## GIVEN RECORDS
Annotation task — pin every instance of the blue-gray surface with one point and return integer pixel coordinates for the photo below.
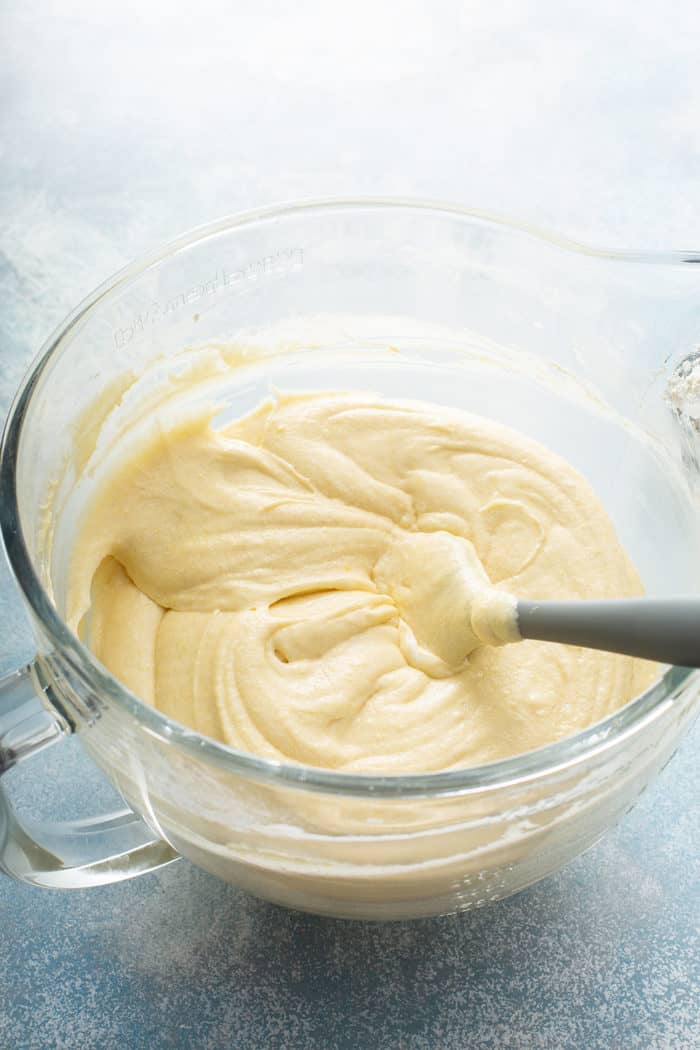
(121, 125)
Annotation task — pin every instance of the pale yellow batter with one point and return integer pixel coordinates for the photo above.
(314, 583)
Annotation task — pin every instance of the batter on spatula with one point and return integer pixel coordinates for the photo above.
(298, 584)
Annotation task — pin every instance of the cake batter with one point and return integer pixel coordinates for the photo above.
(323, 582)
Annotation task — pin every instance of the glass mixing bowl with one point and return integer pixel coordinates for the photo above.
(571, 345)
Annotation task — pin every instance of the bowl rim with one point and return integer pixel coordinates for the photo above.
(550, 759)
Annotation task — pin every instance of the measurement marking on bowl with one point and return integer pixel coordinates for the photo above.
(223, 280)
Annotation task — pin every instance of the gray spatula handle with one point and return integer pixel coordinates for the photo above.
(663, 629)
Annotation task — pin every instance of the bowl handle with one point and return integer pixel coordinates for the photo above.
(73, 854)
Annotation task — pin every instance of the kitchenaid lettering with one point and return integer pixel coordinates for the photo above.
(223, 280)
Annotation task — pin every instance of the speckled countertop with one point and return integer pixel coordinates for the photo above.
(122, 125)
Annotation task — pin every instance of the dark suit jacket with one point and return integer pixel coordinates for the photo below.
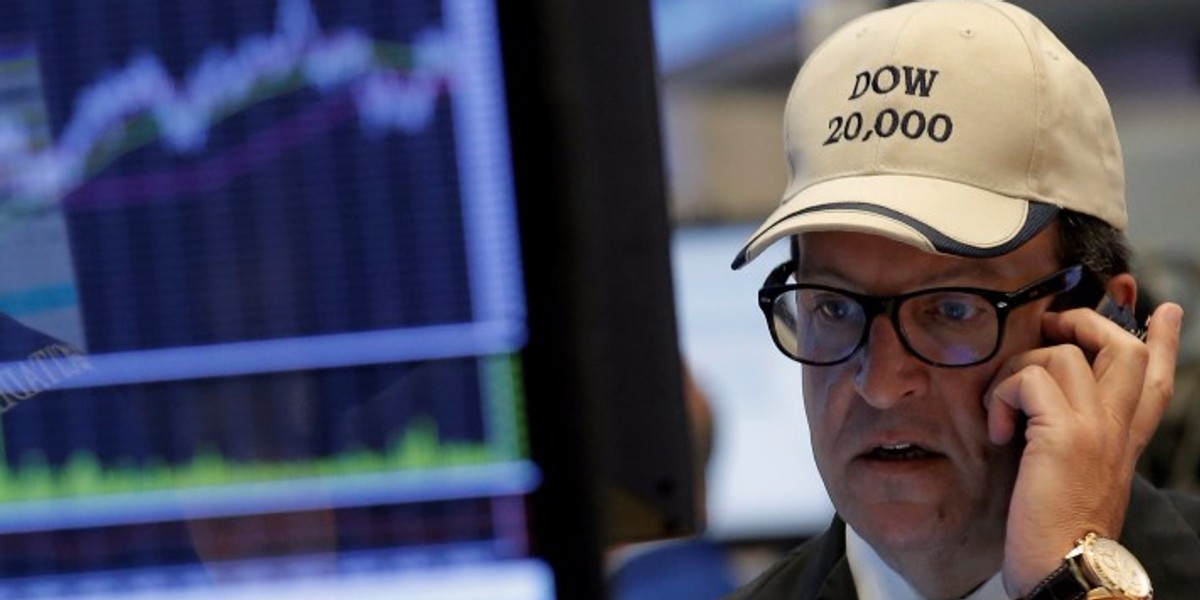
(1162, 529)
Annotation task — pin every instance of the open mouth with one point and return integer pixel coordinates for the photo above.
(899, 453)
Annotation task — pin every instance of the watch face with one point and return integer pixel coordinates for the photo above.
(1116, 568)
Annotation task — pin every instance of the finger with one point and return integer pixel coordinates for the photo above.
(1120, 359)
(1033, 393)
(1163, 349)
(1068, 372)
(1085, 328)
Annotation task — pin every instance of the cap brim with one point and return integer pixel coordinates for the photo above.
(935, 215)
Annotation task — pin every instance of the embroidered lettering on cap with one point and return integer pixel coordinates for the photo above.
(917, 81)
(912, 124)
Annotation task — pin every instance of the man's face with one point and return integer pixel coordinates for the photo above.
(949, 490)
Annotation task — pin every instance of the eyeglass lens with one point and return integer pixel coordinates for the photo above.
(825, 327)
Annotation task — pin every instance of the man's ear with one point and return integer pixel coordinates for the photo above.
(1122, 289)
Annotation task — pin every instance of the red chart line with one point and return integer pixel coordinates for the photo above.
(219, 171)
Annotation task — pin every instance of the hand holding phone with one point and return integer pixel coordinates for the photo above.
(1087, 403)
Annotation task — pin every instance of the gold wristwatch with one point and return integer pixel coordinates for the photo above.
(1095, 569)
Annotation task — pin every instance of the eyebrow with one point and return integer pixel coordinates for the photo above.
(941, 279)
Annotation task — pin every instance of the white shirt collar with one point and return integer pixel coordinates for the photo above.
(874, 580)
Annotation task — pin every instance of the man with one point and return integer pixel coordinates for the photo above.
(955, 211)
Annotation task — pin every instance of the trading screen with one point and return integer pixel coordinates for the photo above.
(261, 306)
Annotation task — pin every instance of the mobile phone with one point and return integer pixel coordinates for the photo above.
(1122, 316)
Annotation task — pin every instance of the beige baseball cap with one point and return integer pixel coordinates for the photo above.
(958, 126)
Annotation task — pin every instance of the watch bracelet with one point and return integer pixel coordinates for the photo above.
(1060, 585)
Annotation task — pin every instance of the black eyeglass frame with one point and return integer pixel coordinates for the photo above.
(1002, 301)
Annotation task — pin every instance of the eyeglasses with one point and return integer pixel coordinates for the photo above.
(952, 327)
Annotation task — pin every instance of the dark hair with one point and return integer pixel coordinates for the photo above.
(1103, 250)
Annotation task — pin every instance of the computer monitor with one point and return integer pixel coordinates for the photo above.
(315, 299)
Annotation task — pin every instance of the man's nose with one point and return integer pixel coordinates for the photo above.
(887, 372)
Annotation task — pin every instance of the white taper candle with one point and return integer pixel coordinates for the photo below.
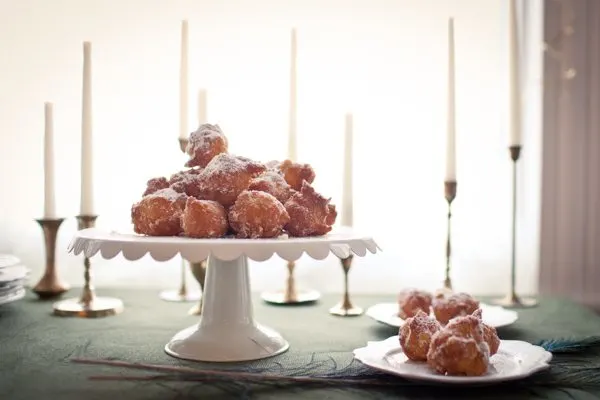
(451, 116)
(514, 78)
(292, 137)
(347, 196)
(87, 160)
(183, 83)
(49, 195)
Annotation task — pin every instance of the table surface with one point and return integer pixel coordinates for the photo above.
(35, 348)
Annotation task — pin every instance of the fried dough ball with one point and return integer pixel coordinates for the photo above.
(448, 306)
(257, 215)
(490, 335)
(186, 181)
(459, 348)
(204, 219)
(411, 301)
(226, 176)
(310, 213)
(294, 173)
(155, 184)
(204, 144)
(415, 335)
(159, 213)
(273, 183)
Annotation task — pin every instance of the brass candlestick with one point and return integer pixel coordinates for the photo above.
(291, 295)
(182, 294)
(345, 307)
(511, 300)
(50, 286)
(450, 194)
(199, 272)
(88, 305)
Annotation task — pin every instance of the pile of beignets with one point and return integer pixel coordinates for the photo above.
(446, 331)
(222, 195)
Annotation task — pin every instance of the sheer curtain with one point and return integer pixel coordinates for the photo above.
(383, 60)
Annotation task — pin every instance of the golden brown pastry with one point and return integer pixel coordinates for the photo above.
(415, 335)
(225, 177)
(273, 183)
(411, 301)
(204, 144)
(448, 306)
(294, 173)
(204, 219)
(459, 348)
(159, 213)
(257, 215)
(310, 213)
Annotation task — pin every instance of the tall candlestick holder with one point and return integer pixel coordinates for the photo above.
(182, 294)
(512, 300)
(291, 295)
(88, 305)
(450, 194)
(199, 272)
(345, 308)
(50, 285)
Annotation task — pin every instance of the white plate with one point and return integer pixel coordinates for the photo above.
(10, 274)
(514, 360)
(8, 260)
(496, 316)
(13, 296)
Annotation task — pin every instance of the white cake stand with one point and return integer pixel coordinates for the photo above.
(227, 330)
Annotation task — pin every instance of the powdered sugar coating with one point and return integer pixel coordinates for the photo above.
(204, 144)
(204, 219)
(256, 215)
(310, 213)
(273, 183)
(226, 176)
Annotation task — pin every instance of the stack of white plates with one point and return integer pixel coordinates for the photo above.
(13, 276)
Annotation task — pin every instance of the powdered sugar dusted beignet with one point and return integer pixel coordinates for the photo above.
(310, 213)
(257, 215)
(460, 348)
(204, 144)
(411, 301)
(226, 176)
(204, 219)
(415, 335)
(294, 173)
(159, 213)
(448, 306)
(273, 183)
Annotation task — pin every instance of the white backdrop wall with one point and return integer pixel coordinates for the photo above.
(383, 60)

## TASK TO COMPLETE
Write the records out again in full, exactly, and skip every picture.

## SOLUTION TO THIS PROBLEM
Annotation task — pin every instance of the blue-gray surface with one point and return integer pixel coordinates for the photo below.
(121, 125)
Annotation task — pin every instance of the pale yellow batter with one point and return integer pixel coordinates for the photo above.
(314, 583)
Annotation task — pin every instance of the batter on spatula with one point and return integer pixel coordinates for the photo above.
(298, 584)
Annotation task — pin every instance of the cake batter with one point and return integer pixel coordinates for the photo above.
(323, 582)
Annotation task — pin every instance of the glass mixing bowl with one point and return integer pixel coordinates for the photo above.
(571, 345)
Annotation task — pin every instance of the bowl rim with one point and return integer pixel coordinates for the photo above.
(550, 759)
Annotation task — pin every instance of the measurement marking on bowl with one point and return integer pixel coordinates for the photo above.
(223, 280)
Annotation task — pin every instance of the gray spatula handle with one point and return integer pixel coordinates for the photo above.
(663, 629)
Annotation task — pin every instance of the bowl handle with one point and return integer pixel coordinates for the photo above.
(73, 854)
Annotation task — pin every instance of the kitchenaid lettering with one point and return integer pixel coordinates for the photo above.
(223, 280)
Annotation task — pin every instance of the speckled countertop with one point and return integer pixel coordinates for the photo above.
(122, 125)
Annotation task — pin every instance of the dark suit jacket with one point and return integer pixel coordinates for the photo below.
(1162, 529)
Annotation task — pin every instance of the open mouth with one point and return integer pixel coordinates for the photo above.
(899, 453)
Annotation task — pin every instance of the watch face with one point and return integer pixel coordinates for the photo above.
(1116, 568)
Annotation task — pin every instance of the finger with one point and return integer pixel coordinates for the photo above.
(1120, 359)
(1033, 393)
(1163, 349)
(1068, 372)
(1085, 328)
Annotation task — pin every instance of the cap brim with one point and return integer pixel coordinates for the photo above.
(935, 215)
Annotation task — pin every instance of the embroidered lettering on cap with one point and return integer pixel coordinates for the photo above.
(917, 81)
(912, 124)
Annotation task — pin every instance of the man's face with one point and return integer pixel coordinates for the photo above.
(949, 490)
Annotation task — pin every instance of the eyeglass lens with one point and return integer pixel coordinates for the photo above.
(825, 327)
Annotation task — pin every instance of the man's ear with one point and return integer pixel coordinates for the photo above.
(1122, 289)
Annotation task — pin every instance of the red chart line with one point and return integer pixel coordinates for the photo above.
(219, 171)
Annotation task — pin every instance of the hand holding phone with one point and return integer pixel coordinates for the photo above.
(1087, 403)
Annotation task — pin every instance of the gold wristwatch with one point and return integer pixel coordinates for the photo above.
(1095, 569)
Annotation task — pin every instance of the eyebrow with one point and return integer pixel coordinates for the photo above.
(941, 279)
Annotation task — pin every instance of the white shirt collar with one point and return integer pixel coordinates for the photo above.
(874, 580)
Annotation task — pin every instance of the man with one point and return integer pixel coordinates for the photo above.
(955, 211)
Annotation task — pin every instance of the trading screen with one point and return integer pixel coordinates for the photo above.
(261, 306)
Annotation task — pin every instance of the mobile phone with one point and return integer pixel coordinates for the photo above.
(1122, 316)
Annotation task — pin every instance of the beige baseball cap with one point and return integer pixel coordinates for the photo above.
(958, 126)
Annotation task — pin every instance of the watch bracelet with one point and return integer pixel coordinates for the photo above.
(1060, 585)
Annotation task — pin every instance of the black eyeglass frame with one point and return integer pixel coordinates for the photo above.
(1002, 301)
Annotation task — pin every instance of the eyeglasses with one point and return integer pixel coordinates for the photo above.
(952, 327)
Annotation task — pin every instance of the dark hair with one point and return integer pixel coordinates for the photo above.
(1103, 250)
Annotation task — pin every instance of the computer monitor with one point and return integer pixel coordinates for the photo above.
(315, 299)
Annotation task — pin every instance of the man's nose with one point and return integer pixel coordinates for the photo above.
(887, 372)
Annotation task — pin every instance of the white taper candle with one point and return integer pixel coordinates for the photo below.
(451, 116)
(514, 78)
(292, 137)
(347, 196)
(87, 160)
(183, 83)
(49, 195)
Annotation task — pin every instance of the table surface with one point and return integer pixel coordinates for the photo above.
(35, 348)
Annotation task — pin every instance of the fried dough ball with one point and return integer pixel coordinates for the photo above.
(448, 306)
(257, 215)
(490, 335)
(186, 181)
(459, 348)
(204, 219)
(411, 301)
(226, 176)
(310, 213)
(294, 173)
(155, 184)
(204, 144)
(415, 335)
(159, 213)
(273, 183)
Annotation task — pin every instance of the brass candlestick with one point and return integer pixel coordinates for the photo above.
(291, 295)
(182, 294)
(345, 307)
(511, 300)
(50, 286)
(450, 194)
(199, 272)
(88, 305)
Annotation task — pin every instance of the pile of beignets with one point and return integer pixel coordinates for the photo above.
(446, 331)
(222, 195)
Annotation task — pin every instance of the sheer curtain with one point and return integer pixel coordinates for the photo above.
(383, 60)
Annotation task — pin every instance of the golden brown pastry with one point and return integer pixel coordinates for the photo above.
(415, 335)
(225, 177)
(273, 183)
(411, 301)
(204, 144)
(448, 306)
(294, 173)
(204, 219)
(459, 348)
(159, 213)
(257, 215)
(310, 213)
Annotation task — pin every instance of the tall candlestick holder with one point and return integer pixel coordinates for the photo above.
(182, 294)
(512, 300)
(291, 295)
(88, 305)
(450, 194)
(199, 272)
(345, 308)
(50, 285)
Annotation task — pin every instance of the white plate with one point and return integer pixel coordinates for the photo above.
(10, 274)
(514, 360)
(8, 260)
(496, 316)
(13, 296)
Annotation task — pin every instance of the white cake stand with one point and return integer pixel coordinates for the photo above.
(227, 330)
Annotation task — pin every instance of the powdered sugar coating with one point and return integer pixel coordinates for the photo above.
(204, 144)
(204, 219)
(256, 215)
(310, 213)
(273, 183)
(226, 176)
Annotation task — pin every instance of the stack of white plates with one point and return integer pixel coordinates for the photo above.
(13, 276)
Annotation task — pin every instance of the powdered sugar dusted beignet with one point and return integer pixel coordinates for the photo above.
(310, 213)
(257, 215)
(460, 348)
(204, 144)
(411, 301)
(226, 176)
(204, 219)
(415, 335)
(294, 173)
(159, 213)
(448, 306)
(273, 183)
Annotation task — pin every instance of the white backdrop wall with one point and return integer pixel coordinates for the photo above.
(383, 60)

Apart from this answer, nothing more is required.